» **Exercise task a**
Decide whether each statement, (i) to (iii), agrees with the HICBC article below. Answer yes or no for each and quote the words from the article that settle it.
(i) The HICBC threshold has stayed at £50,000 since 2010.
(ii) For the 2012/13 tax year, the higher-rate threshold was £45,000.
(iii) The LITRG wants the point at which child benefit is fully clawed back raised from £60,000 to £75,000.
━━━ Document ━━━
The Low Incomes Tax Reform Group (LITRG) has urged the government to raise the High Income Child Benefit Charge (HICBC) threshold to avoid it affecting basic-rate taxpayers for the first time in April 2021.  The £50,000 threshold for the HICBC has remained static since 2010.

The LITRG stated that this goes against the original policy intent, and is “likely to cause the government additional difficulties in raising awareness about the charge among those who do not consider themselves on a high income”.

Tom Henderson, Technical Officer at the LITRG, said:

 ‘When the HICBC was announced in 2010, the government’s policy intent was that it would only affect higher-rate taxpayers from January 2013. For the 2012/13 tax year, the higher-rate threshold – the point at which an individual is liable to the higher rate of tax – was £42,475. Since then, the higher-rate threshold has risen broadly in line with inflation but the £50,000 threshold for the HICBC has remained static.

‘The government has so far resisted calls to up-rate the £50,000 threshold, but this is no longer tenable now the higher-rate threshold will overtake it from 6 April 2021.’

In its Budget submission, the LITRG calls for the point at which child benefit is fully clawed back to increase from £60,000 to £75,000.
━━━ Exercise materials ━━━
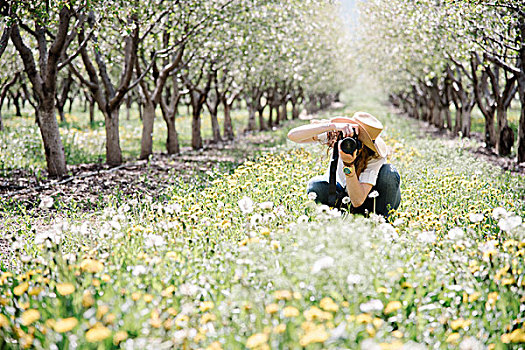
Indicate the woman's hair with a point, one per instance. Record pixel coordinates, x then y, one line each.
363 156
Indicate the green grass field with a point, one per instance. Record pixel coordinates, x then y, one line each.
250 262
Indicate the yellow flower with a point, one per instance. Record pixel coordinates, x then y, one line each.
207 317
97 334
460 323
21 289
280 328
65 324
30 316
206 305
119 337
87 299
315 335
328 304
363 318
91 265
314 313
282 295
214 346
452 338
4 321
290 311
392 307
65 288
272 308
256 340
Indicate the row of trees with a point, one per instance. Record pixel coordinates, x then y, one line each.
162 53
435 54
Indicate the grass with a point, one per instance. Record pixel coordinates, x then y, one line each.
250 262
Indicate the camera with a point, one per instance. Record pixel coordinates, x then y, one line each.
350 144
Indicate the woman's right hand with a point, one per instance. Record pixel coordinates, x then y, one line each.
346 128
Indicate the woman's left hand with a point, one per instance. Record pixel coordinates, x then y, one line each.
347 158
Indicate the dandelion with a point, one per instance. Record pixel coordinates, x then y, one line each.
290 311
509 223
266 205
97 333
65 325
371 306
456 233
392 307
46 202
30 316
65 288
499 213
256 340
322 264
312 196
427 237
475 218
246 205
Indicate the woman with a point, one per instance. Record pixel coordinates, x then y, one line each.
364 177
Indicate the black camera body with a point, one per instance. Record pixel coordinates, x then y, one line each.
350 144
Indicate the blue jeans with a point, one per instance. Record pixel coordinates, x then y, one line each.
387 185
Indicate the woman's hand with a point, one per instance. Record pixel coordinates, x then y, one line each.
347 129
347 158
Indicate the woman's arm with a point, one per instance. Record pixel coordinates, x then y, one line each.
309 132
356 190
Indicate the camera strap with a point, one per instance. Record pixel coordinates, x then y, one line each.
332 193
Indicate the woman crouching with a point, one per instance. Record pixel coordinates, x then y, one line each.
361 175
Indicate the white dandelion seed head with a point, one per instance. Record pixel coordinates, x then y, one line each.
499 213
371 306
456 233
475 217
245 204
323 263
373 194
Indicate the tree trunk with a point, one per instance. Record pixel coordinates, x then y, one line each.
216 129
53 147
251 117
148 120
261 119
228 129
113 151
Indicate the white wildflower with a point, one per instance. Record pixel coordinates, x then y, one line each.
470 343
475 217
154 241
325 262
456 233
427 237
246 205
266 205
499 213
373 194
353 278
46 202
371 306
398 222
510 223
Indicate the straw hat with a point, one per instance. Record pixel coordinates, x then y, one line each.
369 130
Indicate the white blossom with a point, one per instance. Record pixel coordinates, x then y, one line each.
371 306
322 263
246 205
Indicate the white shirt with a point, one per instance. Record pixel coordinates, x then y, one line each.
368 176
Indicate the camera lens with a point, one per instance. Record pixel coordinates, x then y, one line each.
348 145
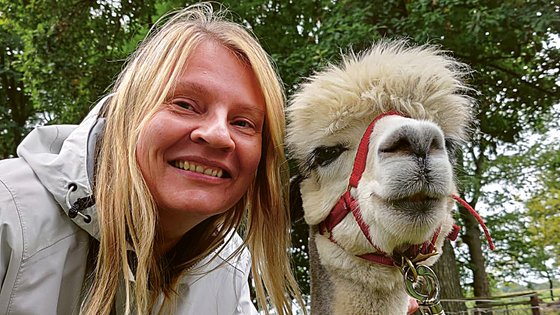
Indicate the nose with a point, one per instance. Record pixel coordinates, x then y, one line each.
419 139
214 132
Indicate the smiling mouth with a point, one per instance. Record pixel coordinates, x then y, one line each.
201 169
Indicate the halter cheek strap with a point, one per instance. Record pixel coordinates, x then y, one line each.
347 204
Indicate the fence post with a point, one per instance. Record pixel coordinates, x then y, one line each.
535 309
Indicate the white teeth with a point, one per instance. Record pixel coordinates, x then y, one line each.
189 166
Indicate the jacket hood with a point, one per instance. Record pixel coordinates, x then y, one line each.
62 158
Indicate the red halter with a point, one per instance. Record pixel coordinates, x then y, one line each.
347 203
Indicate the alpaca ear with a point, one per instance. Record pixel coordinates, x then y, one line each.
296 203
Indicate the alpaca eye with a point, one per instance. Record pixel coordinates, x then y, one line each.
324 155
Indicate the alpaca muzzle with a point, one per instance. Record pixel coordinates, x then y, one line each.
347 204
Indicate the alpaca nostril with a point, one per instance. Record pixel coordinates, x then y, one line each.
401 145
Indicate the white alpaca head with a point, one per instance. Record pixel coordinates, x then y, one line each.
404 194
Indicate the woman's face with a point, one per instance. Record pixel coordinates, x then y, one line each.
200 152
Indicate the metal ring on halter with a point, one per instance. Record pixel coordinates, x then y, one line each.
71 187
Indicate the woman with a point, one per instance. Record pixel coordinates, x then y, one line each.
136 209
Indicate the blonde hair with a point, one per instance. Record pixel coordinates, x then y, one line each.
128 215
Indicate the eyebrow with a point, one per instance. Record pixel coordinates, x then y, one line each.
190 86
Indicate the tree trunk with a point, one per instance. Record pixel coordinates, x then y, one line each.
449 279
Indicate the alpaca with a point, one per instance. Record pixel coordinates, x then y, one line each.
396 198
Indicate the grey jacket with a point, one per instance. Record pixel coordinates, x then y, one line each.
43 251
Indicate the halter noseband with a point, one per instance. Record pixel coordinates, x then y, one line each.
347 203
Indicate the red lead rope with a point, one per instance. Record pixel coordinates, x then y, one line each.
347 204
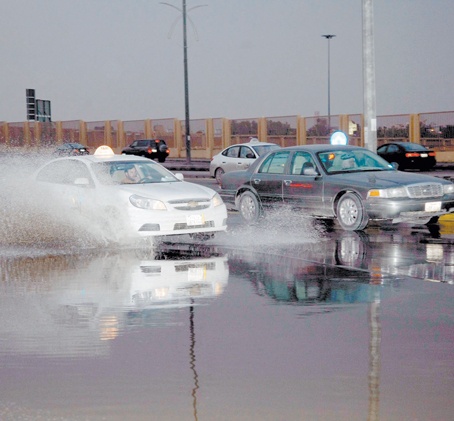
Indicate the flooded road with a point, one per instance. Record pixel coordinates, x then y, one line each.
220 331
260 323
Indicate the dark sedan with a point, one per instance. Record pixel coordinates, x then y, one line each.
71 149
149 148
408 155
345 183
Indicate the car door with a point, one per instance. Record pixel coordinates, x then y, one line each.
393 154
303 185
246 158
268 179
229 160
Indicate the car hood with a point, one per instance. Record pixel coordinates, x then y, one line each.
169 191
386 178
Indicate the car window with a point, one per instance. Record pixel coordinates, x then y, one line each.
275 163
414 147
352 160
263 149
392 149
232 152
245 150
301 160
115 172
64 172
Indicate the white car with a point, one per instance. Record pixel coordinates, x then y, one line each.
133 196
238 157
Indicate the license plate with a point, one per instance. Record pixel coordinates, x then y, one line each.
196 274
432 206
195 220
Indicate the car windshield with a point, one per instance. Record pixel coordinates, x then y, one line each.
263 149
352 160
132 172
414 147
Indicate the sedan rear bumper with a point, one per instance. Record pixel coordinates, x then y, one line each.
407 210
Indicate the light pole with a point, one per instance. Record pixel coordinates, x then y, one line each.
328 37
186 79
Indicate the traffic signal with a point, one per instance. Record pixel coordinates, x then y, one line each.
31 104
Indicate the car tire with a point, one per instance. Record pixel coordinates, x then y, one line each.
351 214
218 175
433 220
249 207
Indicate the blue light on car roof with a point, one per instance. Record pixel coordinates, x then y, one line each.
338 138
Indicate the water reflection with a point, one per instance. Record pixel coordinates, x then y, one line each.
68 305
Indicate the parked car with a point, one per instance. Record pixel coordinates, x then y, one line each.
408 155
71 149
345 183
137 196
238 157
149 148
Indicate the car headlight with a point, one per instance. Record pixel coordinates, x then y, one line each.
448 188
146 203
216 200
392 193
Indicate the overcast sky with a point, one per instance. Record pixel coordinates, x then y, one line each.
123 59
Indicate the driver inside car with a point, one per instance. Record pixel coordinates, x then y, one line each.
131 175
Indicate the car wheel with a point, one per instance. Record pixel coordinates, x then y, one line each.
218 174
350 213
249 207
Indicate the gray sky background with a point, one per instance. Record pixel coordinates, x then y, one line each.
113 59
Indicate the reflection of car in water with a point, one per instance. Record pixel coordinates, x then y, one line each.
297 281
346 267
73 304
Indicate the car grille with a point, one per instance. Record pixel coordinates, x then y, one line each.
192 204
183 226
425 190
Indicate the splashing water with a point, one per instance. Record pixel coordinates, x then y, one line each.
36 216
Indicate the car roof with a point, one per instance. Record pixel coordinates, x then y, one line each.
110 158
399 142
253 144
322 147
149 140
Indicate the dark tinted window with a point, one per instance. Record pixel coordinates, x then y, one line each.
275 163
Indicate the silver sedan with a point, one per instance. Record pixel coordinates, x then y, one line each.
238 157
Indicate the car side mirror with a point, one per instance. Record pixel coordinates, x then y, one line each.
310 171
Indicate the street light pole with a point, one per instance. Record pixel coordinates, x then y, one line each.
328 37
186 79
186 88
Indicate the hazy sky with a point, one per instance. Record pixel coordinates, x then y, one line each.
123 59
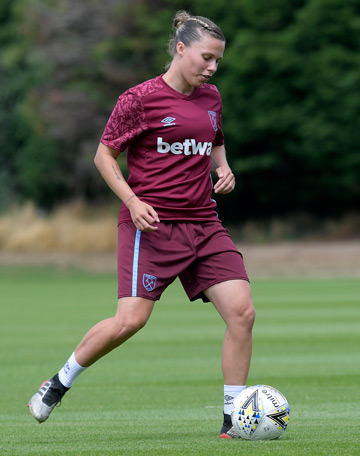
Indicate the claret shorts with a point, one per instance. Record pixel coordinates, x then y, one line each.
200 254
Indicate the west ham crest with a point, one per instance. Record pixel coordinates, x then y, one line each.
212 116
149 282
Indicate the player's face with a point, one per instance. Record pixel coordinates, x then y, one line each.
200 60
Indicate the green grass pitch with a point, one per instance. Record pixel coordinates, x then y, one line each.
161 392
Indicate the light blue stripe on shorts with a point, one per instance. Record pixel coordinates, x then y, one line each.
136 263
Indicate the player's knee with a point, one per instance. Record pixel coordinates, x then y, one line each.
245 314
134 324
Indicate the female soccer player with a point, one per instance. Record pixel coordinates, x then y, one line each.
168 226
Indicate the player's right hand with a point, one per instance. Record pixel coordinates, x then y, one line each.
143 215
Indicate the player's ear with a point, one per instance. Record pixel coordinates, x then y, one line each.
180 48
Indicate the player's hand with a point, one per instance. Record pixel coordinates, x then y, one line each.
226 182
143 215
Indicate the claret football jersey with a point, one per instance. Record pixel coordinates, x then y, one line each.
169 137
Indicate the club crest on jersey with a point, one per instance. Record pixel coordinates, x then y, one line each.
213 121
149 282
168 121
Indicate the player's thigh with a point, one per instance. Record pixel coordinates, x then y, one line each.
232 299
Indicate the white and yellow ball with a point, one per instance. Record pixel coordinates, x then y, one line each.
260 412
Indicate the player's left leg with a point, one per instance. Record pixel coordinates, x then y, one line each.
232 299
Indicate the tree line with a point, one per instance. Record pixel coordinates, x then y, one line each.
290 84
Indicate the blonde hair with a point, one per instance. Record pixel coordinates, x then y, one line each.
189 28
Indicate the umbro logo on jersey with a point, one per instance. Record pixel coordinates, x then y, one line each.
213 121
188 147
168 121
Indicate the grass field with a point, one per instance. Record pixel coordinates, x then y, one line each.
161 393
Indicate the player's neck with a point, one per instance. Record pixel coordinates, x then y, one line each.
176 82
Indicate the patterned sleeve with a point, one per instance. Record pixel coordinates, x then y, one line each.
126 122
219 139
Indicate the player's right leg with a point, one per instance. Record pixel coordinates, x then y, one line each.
132 314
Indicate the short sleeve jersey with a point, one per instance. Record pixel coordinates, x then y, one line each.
169 137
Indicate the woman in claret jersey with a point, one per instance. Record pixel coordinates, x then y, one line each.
168 225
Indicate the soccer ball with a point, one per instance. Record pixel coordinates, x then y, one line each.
260 412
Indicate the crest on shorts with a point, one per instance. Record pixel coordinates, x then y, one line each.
212 116
149 282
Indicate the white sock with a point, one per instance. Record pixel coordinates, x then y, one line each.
230 393
70 371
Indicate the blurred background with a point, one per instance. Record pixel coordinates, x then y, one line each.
290 84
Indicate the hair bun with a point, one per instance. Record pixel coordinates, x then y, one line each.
180 18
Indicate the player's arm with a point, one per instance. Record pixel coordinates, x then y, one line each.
226 182
142 214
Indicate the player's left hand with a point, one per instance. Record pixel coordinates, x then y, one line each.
226 182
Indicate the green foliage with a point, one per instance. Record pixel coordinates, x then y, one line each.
289 81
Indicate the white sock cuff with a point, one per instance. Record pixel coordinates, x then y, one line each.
230 393
70 371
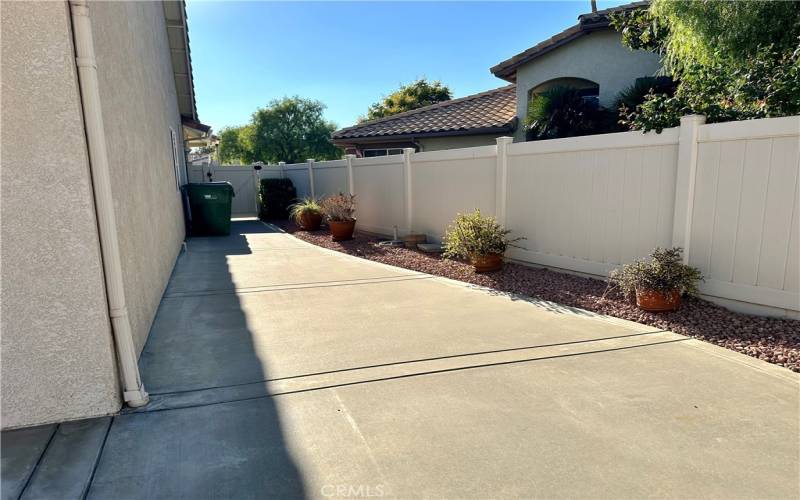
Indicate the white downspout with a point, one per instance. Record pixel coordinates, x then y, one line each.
132 389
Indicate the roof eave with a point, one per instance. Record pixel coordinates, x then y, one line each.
507 70
509 127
━━━
» **Exercise task b**
Identify every line in the records above that contains the string "right", and copy each one. Case counts.

» **Task response a**
(i) Yes: "The £50,000 threshold for the HICBC has remained static since 2010."
(ii) No: "For the 2012/13 tax year, the higher-rate threshold – the point at which an individual is liable to the higher rate of tax – was £42,475."
(iii) Yes: "the LITRG calls for the point at which child benefit is fully clawed back to increase from £60,000 to £75,000."

» **Task response b**
Indicate the woman's right hand with a point, one per instance. Record pixel coordinates, x then y, one line each.
Indicate the player's right hand with a point, one per instance. Record pixel coordinates, x then y, one line each.
Indicate the player's right leg with a point, one per instance. Record pixel coordinates, x then y, one line each.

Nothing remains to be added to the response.